§ What you are asked to do: Copy the part of the biography of Joseph R. Moore starting with "Hon. Joseph R. Moore, Judge" and going on through "order of age.", and swap "spinning wheels" for "looms".

§ Reading passage:
Portrait and biographical record of Genesee, Lapeer and Tuscola counties, Michigan

Biography of Hon. Joseph R. Moore of Lapeer Michigan

Hon. Joseph R. Moore, Judge of the Sixth Judicial Circuit, makes his home in Lapeer, and is esteemed as one of its most highly honored citizens. His native home was Commerce Township, Oakland County, where he was born November 3, 1845, being the son of Jacob J. and Hepsibeth (Gillett) Moore. The father is a native of Warren County, N. J., and the mother of Alleghany County, N.Y. The grandparents on both sides were among the early settlers of Macomb County, this State, where the parents of Judge Moore met and married. The father was among the first manufacturers of furniture and spinning wheels in Lapeer County and at that time lived in Dryden, but now he and his wife make their home on a farm in Oakland County. They reared a family of eight children, of whom our subject is fifth in order of age.

Jacob J. Moore removed from Dryden to Commerce Township, Oakland County, and engage in the manufacture of furniture on what was then considered a large scale, but some trouble in connection with the water power caused him to quit the business, and in the spring of 1857 he removed to Walled Lake and purchased a steam sawmill which he operated until 1885. In 1860 he bought the farm where he now lives and moved upon it, although he kept up the sawmill as long as timber could be found insufficient quantities to make it a paying business.

§ Data provided:
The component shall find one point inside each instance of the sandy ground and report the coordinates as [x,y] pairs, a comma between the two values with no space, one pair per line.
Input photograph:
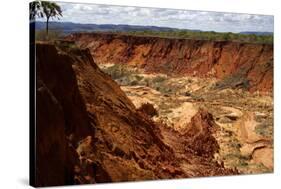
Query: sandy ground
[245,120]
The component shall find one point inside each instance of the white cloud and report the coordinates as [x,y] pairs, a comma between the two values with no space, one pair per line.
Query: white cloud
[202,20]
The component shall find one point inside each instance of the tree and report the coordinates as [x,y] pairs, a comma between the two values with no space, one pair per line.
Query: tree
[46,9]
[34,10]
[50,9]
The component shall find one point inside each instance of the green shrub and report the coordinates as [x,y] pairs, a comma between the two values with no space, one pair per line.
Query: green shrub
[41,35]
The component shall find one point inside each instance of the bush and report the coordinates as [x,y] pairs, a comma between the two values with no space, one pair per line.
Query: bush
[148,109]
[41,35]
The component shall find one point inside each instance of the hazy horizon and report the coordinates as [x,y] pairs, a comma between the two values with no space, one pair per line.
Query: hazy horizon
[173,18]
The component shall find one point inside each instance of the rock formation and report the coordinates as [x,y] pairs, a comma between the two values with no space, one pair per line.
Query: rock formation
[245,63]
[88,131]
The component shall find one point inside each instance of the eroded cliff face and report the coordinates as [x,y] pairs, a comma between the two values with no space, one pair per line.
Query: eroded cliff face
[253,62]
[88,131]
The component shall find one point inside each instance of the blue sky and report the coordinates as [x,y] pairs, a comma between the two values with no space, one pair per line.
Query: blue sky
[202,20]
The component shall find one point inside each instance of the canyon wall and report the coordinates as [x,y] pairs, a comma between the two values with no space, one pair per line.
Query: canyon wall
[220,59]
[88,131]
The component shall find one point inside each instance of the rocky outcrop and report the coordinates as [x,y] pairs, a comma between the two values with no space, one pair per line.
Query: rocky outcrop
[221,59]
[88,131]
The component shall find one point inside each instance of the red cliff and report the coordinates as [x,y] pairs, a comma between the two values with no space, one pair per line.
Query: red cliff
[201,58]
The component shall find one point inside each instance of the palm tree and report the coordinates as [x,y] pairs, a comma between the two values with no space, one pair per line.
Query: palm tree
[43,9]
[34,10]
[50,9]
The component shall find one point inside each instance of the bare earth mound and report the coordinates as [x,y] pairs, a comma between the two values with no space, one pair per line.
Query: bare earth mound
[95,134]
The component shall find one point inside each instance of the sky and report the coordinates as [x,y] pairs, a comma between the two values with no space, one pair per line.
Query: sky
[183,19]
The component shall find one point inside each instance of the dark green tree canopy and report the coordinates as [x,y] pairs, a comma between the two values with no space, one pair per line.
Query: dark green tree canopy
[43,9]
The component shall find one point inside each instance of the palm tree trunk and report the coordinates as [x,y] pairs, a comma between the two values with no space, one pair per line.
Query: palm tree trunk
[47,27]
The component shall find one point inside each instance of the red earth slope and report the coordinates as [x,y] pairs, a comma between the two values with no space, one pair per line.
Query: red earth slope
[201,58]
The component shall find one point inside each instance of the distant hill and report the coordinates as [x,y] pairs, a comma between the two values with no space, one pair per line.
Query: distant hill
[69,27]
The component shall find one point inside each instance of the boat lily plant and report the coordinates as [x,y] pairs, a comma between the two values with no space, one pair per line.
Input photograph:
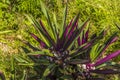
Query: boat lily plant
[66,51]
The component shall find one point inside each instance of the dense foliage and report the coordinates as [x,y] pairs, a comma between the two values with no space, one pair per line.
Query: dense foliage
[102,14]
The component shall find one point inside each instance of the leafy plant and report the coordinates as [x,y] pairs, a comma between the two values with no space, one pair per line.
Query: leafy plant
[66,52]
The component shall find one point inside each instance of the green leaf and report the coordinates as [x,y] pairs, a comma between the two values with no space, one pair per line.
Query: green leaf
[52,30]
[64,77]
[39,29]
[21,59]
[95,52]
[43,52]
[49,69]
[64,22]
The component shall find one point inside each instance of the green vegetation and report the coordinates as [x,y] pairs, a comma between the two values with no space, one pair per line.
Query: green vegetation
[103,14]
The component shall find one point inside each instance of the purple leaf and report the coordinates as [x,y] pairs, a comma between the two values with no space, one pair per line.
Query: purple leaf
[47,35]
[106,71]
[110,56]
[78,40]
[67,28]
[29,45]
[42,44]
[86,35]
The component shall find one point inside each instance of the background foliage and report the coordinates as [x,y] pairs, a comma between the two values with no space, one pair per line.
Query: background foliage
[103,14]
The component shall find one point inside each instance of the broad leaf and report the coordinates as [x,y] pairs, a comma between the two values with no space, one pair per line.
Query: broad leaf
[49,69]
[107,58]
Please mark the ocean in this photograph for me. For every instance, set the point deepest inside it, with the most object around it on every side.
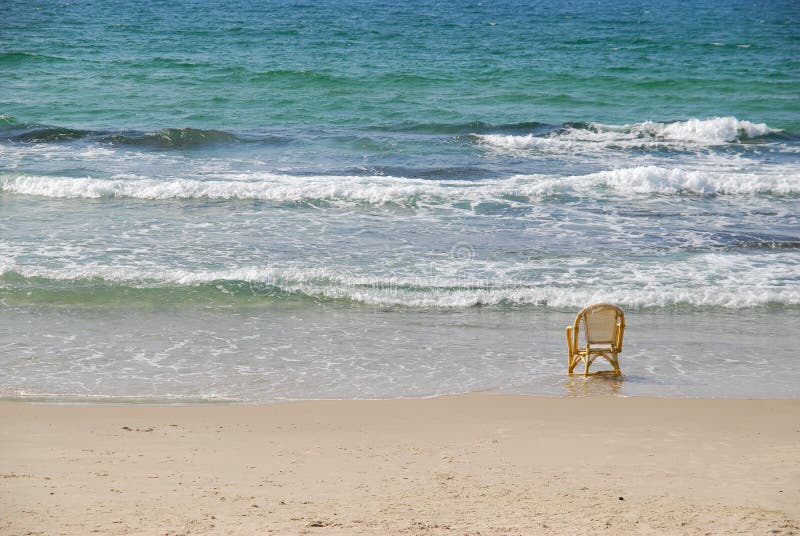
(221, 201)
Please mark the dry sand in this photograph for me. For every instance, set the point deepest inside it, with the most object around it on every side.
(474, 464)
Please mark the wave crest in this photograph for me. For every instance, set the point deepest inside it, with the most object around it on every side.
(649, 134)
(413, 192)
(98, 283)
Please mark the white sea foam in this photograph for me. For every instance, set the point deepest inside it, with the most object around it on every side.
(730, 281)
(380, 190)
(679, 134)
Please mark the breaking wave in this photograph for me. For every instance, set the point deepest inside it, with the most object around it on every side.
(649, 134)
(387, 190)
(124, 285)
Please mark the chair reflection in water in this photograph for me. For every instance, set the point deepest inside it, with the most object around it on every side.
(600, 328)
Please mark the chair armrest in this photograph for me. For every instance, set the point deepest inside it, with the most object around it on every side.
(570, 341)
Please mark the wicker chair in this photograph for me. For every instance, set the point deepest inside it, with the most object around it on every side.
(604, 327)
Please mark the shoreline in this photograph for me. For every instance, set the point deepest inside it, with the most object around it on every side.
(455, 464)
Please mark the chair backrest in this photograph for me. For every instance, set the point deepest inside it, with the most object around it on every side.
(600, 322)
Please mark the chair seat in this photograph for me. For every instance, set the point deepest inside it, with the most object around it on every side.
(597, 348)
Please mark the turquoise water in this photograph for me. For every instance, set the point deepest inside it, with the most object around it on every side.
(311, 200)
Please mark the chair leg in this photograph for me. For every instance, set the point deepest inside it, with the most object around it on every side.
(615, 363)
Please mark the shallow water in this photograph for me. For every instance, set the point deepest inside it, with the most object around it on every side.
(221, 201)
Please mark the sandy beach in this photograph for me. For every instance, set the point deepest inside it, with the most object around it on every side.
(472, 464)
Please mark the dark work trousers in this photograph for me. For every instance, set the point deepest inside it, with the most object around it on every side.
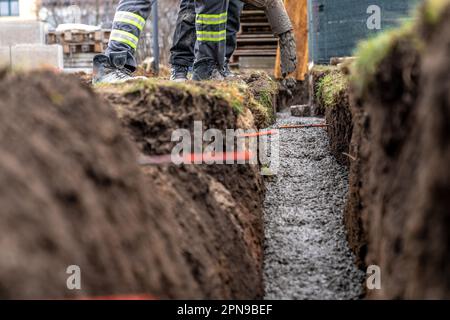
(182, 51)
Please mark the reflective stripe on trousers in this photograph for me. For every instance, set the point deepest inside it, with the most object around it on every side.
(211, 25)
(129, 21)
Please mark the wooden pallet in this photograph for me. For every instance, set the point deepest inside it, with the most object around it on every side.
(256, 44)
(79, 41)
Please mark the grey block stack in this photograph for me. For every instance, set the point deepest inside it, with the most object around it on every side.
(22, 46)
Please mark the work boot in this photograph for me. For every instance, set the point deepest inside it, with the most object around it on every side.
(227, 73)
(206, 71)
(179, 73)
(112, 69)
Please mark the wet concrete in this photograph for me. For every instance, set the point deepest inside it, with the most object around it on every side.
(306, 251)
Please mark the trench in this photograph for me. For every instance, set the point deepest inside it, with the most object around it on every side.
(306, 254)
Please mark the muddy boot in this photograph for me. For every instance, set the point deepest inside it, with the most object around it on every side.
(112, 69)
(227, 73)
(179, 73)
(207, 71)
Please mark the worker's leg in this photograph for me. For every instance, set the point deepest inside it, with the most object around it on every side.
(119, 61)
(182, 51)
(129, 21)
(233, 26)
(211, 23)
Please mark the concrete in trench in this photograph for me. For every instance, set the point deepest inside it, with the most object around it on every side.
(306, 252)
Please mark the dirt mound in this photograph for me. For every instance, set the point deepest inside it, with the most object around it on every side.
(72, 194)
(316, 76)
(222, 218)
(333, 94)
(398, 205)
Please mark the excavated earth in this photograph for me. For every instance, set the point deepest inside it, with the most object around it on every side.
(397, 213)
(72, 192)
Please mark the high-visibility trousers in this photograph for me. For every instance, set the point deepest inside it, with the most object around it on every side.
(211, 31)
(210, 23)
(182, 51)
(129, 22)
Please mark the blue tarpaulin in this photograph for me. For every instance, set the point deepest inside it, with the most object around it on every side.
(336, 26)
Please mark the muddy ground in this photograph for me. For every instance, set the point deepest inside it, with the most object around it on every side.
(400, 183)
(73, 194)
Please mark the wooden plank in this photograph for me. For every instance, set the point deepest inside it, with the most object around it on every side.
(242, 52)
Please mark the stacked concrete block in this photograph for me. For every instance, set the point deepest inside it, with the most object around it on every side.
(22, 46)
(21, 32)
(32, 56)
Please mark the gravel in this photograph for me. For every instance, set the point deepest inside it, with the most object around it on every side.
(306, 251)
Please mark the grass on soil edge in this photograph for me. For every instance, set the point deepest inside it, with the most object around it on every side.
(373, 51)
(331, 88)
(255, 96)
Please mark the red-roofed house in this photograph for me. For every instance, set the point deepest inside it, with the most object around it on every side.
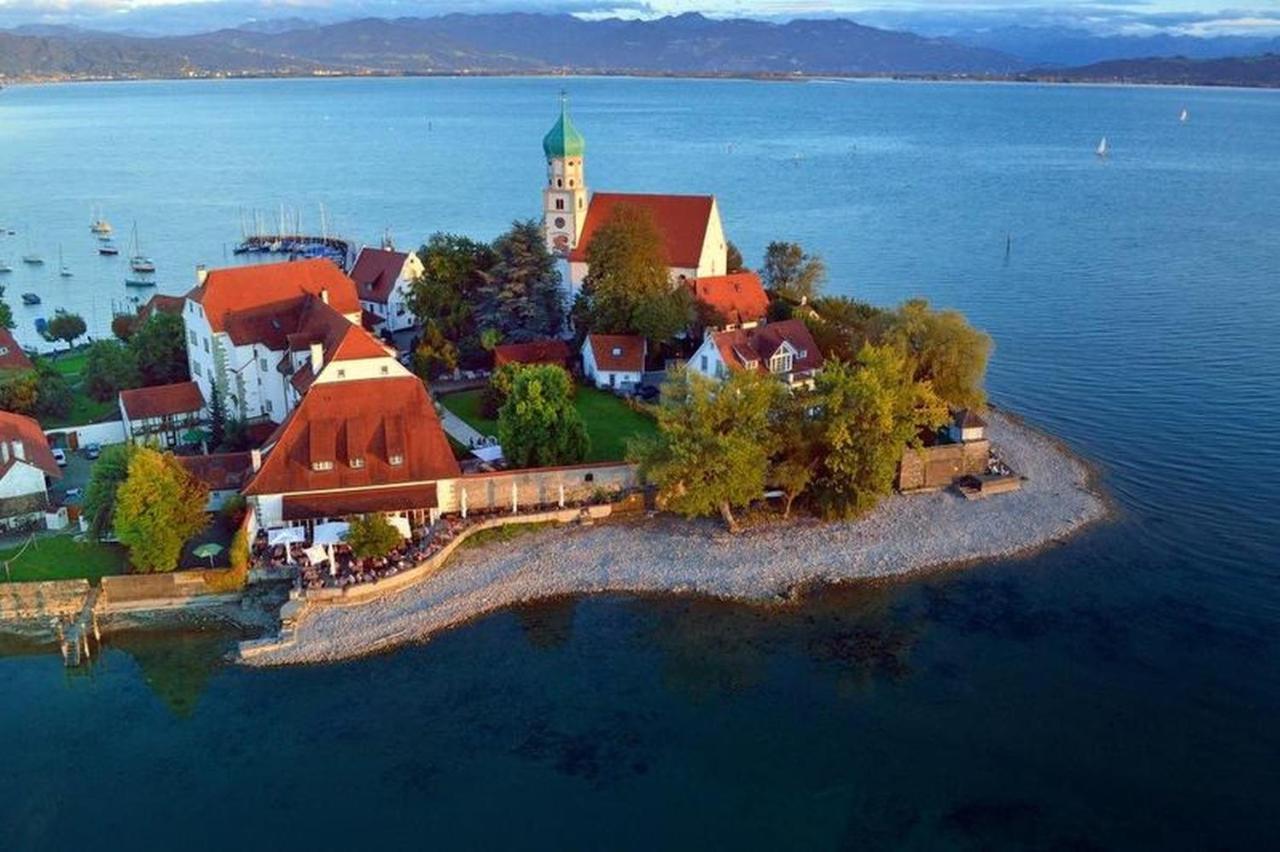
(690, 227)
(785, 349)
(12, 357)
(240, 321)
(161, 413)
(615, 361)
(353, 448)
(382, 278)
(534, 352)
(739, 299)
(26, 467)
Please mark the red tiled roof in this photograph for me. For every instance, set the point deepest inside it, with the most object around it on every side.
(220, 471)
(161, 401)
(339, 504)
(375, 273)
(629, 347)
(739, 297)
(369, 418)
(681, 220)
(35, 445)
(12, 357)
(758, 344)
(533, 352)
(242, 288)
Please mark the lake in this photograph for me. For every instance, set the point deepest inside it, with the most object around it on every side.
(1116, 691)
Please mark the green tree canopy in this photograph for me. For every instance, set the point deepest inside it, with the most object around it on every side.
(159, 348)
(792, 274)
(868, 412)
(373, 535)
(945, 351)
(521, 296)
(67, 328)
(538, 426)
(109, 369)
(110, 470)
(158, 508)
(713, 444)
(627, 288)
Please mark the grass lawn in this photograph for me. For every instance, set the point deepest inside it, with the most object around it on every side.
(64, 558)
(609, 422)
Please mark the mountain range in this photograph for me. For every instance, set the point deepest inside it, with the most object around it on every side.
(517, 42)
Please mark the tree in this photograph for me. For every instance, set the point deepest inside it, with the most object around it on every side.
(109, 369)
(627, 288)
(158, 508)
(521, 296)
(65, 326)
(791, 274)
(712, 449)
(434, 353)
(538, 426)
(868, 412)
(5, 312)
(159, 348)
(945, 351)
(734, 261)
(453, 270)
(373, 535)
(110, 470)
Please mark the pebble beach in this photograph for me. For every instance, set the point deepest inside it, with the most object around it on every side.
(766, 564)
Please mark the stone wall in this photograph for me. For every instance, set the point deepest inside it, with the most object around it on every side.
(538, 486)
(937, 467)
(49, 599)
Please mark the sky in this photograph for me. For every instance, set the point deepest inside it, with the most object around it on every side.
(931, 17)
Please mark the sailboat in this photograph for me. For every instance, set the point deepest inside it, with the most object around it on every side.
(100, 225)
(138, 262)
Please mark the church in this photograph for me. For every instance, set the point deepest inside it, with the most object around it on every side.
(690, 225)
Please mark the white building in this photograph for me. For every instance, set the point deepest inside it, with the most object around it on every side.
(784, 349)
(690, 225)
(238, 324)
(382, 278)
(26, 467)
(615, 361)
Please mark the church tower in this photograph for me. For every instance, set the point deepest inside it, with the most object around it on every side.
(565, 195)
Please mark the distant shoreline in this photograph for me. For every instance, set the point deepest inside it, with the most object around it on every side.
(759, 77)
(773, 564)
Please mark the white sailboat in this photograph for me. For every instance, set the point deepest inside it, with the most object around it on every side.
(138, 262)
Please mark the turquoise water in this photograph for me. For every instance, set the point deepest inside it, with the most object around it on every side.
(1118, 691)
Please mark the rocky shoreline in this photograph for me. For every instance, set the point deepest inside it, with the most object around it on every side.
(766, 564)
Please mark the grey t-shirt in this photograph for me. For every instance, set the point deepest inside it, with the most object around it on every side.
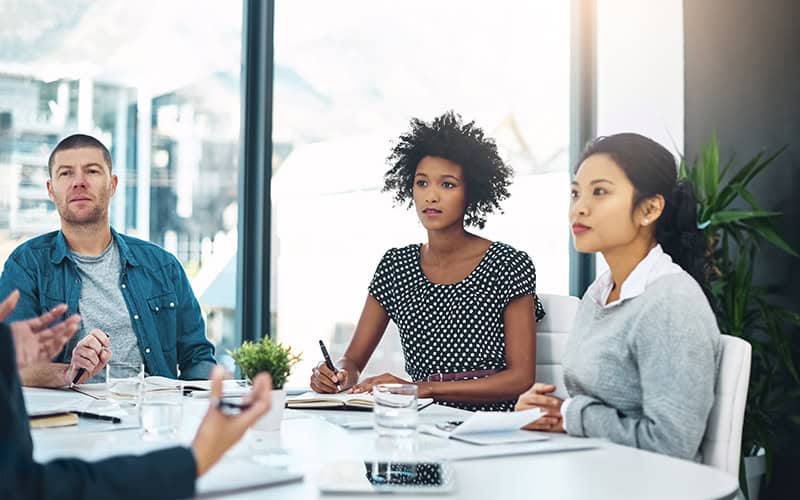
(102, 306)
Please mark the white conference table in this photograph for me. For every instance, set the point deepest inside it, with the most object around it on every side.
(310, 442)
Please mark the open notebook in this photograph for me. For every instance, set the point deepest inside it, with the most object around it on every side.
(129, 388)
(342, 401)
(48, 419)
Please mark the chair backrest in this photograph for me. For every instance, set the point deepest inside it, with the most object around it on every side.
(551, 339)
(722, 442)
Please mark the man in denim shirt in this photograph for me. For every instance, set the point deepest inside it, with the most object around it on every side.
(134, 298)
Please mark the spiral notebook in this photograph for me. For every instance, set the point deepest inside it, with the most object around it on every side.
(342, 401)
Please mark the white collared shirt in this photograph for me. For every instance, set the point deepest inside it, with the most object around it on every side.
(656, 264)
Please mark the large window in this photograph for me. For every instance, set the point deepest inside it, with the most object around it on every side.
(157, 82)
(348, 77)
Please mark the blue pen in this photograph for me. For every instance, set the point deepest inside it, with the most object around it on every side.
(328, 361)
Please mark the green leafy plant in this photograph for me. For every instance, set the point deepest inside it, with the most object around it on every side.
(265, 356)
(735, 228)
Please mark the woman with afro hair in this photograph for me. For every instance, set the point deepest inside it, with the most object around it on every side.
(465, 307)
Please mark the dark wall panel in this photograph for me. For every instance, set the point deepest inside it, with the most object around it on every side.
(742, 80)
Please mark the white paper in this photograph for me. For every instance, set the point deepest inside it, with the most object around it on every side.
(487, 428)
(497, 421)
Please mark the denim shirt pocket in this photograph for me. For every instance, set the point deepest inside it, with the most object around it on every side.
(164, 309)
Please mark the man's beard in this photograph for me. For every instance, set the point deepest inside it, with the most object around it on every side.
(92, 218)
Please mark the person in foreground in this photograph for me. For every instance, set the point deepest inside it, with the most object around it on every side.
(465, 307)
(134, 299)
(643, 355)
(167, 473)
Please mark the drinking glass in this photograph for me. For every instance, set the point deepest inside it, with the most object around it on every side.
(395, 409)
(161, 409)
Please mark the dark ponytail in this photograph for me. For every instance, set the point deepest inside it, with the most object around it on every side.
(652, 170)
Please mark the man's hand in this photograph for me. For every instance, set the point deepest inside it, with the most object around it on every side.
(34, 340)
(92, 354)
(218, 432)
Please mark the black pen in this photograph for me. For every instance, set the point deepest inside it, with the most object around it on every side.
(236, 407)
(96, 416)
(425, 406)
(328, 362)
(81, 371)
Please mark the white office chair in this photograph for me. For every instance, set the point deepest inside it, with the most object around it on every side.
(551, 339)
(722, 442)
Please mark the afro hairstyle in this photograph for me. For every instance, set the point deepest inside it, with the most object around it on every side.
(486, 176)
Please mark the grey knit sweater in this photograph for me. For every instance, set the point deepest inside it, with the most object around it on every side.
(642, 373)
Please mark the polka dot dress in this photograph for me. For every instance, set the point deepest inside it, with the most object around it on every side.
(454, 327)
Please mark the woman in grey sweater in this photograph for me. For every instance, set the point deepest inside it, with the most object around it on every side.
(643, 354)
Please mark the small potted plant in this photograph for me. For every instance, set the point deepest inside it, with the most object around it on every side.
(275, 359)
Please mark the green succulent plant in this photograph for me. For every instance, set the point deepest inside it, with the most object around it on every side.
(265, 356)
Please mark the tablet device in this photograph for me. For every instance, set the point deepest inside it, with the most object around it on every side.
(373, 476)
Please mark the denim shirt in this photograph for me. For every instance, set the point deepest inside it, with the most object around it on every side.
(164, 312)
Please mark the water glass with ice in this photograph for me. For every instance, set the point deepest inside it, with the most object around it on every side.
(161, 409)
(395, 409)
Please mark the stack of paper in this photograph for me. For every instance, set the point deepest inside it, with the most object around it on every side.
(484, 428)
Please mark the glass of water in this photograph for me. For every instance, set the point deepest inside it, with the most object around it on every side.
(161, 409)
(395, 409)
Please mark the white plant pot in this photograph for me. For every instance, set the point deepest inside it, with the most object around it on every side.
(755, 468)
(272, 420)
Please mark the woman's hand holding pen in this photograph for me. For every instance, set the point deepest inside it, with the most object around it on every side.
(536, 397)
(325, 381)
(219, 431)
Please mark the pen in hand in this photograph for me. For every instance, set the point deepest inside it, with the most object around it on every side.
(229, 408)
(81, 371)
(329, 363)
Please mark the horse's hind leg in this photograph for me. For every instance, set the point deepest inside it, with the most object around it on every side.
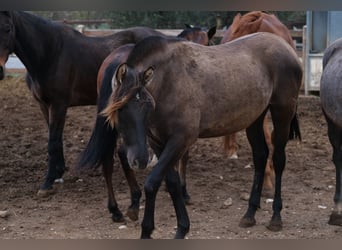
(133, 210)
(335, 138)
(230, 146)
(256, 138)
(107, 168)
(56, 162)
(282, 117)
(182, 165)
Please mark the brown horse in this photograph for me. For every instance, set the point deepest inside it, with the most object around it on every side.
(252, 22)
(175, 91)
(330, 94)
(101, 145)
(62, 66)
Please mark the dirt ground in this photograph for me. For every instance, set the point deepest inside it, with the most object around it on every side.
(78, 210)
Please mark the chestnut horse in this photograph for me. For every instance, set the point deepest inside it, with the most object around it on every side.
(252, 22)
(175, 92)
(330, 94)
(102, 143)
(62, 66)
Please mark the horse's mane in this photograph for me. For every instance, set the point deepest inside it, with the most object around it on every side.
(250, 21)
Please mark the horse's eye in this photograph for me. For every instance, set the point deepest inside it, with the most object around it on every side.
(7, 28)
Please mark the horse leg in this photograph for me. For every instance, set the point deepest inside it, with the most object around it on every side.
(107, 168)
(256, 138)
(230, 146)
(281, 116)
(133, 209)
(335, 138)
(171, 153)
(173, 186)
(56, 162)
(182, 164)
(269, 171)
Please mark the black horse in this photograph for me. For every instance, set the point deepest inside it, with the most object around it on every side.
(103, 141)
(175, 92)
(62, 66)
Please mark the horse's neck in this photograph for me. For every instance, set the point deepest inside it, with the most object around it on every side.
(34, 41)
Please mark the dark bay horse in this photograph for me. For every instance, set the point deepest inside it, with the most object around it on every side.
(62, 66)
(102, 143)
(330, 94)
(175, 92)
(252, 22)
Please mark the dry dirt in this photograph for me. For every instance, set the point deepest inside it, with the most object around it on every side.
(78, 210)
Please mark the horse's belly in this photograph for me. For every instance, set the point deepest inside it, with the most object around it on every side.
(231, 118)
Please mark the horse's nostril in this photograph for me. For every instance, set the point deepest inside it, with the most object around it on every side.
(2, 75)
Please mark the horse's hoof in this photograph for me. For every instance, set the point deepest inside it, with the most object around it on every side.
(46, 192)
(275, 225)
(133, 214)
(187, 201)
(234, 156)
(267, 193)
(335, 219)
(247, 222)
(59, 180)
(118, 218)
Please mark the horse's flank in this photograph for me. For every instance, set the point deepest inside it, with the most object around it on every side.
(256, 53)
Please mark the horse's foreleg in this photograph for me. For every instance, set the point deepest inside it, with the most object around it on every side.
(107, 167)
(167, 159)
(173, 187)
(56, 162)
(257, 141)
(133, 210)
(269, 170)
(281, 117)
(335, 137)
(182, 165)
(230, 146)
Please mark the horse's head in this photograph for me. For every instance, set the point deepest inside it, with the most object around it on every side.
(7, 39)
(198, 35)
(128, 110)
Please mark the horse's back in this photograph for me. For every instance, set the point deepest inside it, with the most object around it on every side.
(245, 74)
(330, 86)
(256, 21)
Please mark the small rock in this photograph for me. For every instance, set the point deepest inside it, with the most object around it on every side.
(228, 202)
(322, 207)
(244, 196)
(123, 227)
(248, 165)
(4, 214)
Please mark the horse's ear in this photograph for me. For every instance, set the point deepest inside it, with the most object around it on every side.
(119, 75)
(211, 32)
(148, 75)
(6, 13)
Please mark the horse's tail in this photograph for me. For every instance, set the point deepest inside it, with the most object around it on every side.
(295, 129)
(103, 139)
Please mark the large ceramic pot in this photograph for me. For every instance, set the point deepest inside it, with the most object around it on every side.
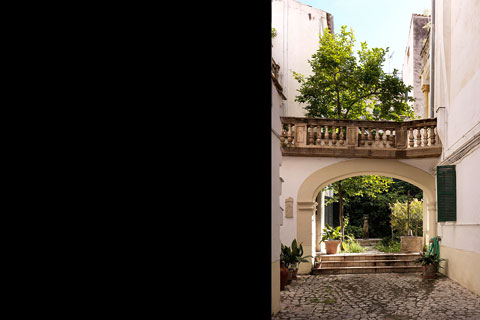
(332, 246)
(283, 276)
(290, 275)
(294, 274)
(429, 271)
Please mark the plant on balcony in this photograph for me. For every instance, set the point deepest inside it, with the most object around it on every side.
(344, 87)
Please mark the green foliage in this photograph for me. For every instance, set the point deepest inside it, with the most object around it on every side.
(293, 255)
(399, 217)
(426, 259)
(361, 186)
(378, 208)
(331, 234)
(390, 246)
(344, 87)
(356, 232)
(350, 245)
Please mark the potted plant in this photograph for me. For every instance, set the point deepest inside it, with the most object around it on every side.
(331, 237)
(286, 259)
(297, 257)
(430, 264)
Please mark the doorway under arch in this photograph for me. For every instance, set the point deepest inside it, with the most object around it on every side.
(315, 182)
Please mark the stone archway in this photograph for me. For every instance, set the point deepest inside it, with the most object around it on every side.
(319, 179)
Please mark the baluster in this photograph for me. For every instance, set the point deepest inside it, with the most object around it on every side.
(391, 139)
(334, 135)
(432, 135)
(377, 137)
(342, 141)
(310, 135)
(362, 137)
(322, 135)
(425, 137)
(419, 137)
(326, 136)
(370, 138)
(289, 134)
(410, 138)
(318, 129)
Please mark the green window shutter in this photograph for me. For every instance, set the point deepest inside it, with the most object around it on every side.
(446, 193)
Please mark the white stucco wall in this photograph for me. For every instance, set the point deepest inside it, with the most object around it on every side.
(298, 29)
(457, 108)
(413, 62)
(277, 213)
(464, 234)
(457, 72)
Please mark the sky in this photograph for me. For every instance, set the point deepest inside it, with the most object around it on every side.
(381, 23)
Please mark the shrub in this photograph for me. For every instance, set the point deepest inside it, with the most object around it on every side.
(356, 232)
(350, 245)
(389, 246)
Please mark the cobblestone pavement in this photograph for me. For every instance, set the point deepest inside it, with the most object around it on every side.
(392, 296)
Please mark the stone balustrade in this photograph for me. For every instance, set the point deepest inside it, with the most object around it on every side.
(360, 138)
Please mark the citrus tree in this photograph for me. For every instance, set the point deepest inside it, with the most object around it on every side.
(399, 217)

§ Reply to the task:
Hon. Joseph R. Moore, Judge of the Sixth Judicial Circuit, makes his home in Lapeer, and is esteemed as one of its most highly honored citizens. His native home was Commerce Township, Oakland County, where he was born November 3, 1845, being the son of Jacob J. and Hepsibeth (Gillett) Moore. The father is a native of Warren County, N. J., and the mother of Alleghany County, N.Y. The grandparents on both sides were among the early settlers of Macomb County, this State, where the parents of Judge Moore met and married. The father was among the first manufacturers of furniture and looms in Lapeer County and at that time lived in Dryden, but now he and his wife make their home on a farm in Oakland County. They reared a family of eight children, of whom our subject is fifth in order of age.